_Requirements_. Locate each line in the material below that contains the string "post", and copy every such line.

========================================================================

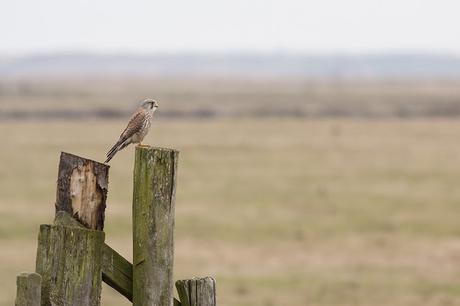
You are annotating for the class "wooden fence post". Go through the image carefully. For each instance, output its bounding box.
[15,272,42,306]
[176,277,217,306]
[56,152,109,230]
[36,225,104,306]
[133,146,179,306]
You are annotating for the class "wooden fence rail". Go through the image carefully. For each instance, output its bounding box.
[16,146,216,306]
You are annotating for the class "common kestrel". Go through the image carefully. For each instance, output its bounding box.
[105,99,158,163]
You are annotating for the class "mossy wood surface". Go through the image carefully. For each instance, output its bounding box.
[54,211,133,302]
[102,243,133,302]
[56,152,109,230]
[176,277,217,306]
[133,147,178,306]
[14,272,42,306]
[36,225,104,306]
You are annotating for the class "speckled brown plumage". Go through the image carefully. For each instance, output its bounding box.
[105,99,158,163]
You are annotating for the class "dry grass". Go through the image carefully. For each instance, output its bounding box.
[0,119,460,306]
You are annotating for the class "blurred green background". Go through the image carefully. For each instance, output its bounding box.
[0,0,460,306]
[0,80,460,306]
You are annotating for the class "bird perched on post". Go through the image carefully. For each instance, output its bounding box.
[105,99,158,163]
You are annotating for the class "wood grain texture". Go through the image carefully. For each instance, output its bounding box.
[14,272,42,306]
[56,152,109,230]
[176,277,217,306]
[133,146,179,306]
[102,243,133,302]
[36,225,104,306]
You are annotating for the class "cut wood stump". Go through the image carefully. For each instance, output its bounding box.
[56,152,109,230]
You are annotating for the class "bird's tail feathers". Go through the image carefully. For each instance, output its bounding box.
[105,139,131,163]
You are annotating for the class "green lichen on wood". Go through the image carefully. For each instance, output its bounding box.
[36,225,104,306]
[14,272,42,306]
[176,277,217,306]
[133,147,178,306]
[102,243,133,302]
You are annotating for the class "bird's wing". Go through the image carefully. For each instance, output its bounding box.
[119,109,145,142]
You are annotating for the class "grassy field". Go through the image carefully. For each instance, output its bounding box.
[0,119,460,306]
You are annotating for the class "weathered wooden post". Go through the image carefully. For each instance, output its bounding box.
[15,272,42,306]
[56,152,110,230]
[133,146,179,306]
[176,277,217,306]
[36,152,109,306]
[35,224,104,306]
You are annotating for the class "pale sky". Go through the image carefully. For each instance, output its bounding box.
[0,0,460,55]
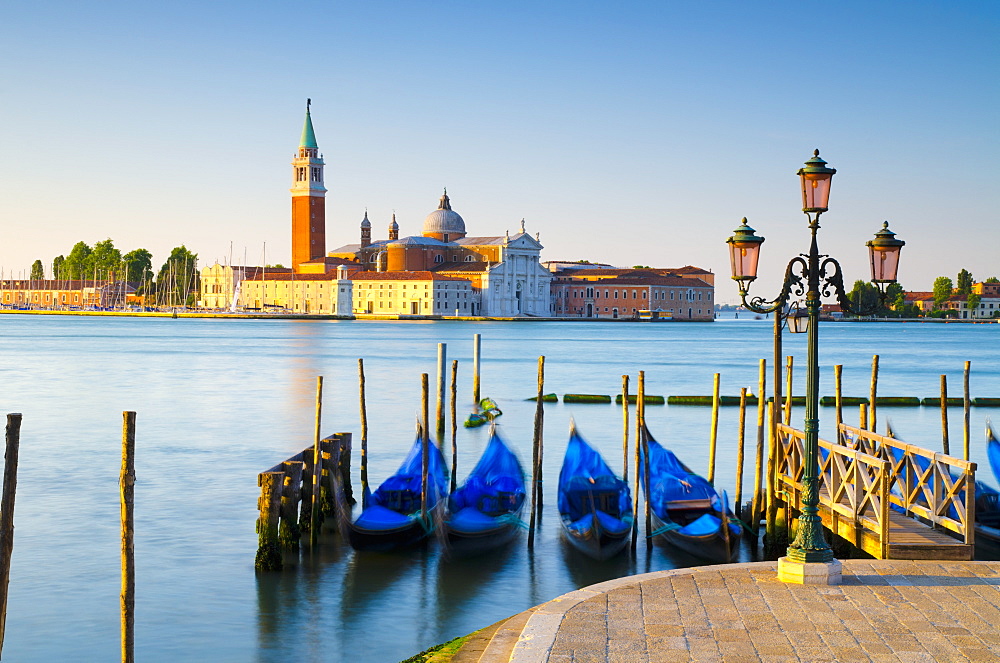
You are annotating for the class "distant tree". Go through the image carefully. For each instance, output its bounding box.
[156,244,199,306]
[89,237,122,279]
[847,280,884,315]
[122,249,153,288]
[934,276,954,309]
[52,256,66,279]
[64,242,93,279]
[965,292,982,318]
[955,269,973,295]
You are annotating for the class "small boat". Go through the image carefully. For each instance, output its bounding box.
[640,429,743,563]
[445,429,525,554]
[348,432,448,551]
[976,422,1000,548]
[463,398,503,428]
[558,425,634,560]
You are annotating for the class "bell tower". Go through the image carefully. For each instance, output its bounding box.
[291,99,326,272]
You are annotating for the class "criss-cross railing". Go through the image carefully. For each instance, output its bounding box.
[777,424,890,558]
[838,424,976,545]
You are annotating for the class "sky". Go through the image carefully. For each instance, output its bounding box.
[0,0,1000,302]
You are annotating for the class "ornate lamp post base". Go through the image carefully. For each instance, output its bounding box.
[778,557,841,585]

========================================================================

_Response_.
You are annotating for the class "wooden fence post". Go through the image carefully. For each instance, output its bounding box.
You are annotating for the class "bird perched on post". Go through the image carefully. For each instance, output its bounding box.
You are annotating for the class "weathered wooden post". Go through the image carefully. For each instance, output its bounding box.
You are annotating for the class "ornate lamp post base". Go through the image carefully. For each instance, output its bounding box.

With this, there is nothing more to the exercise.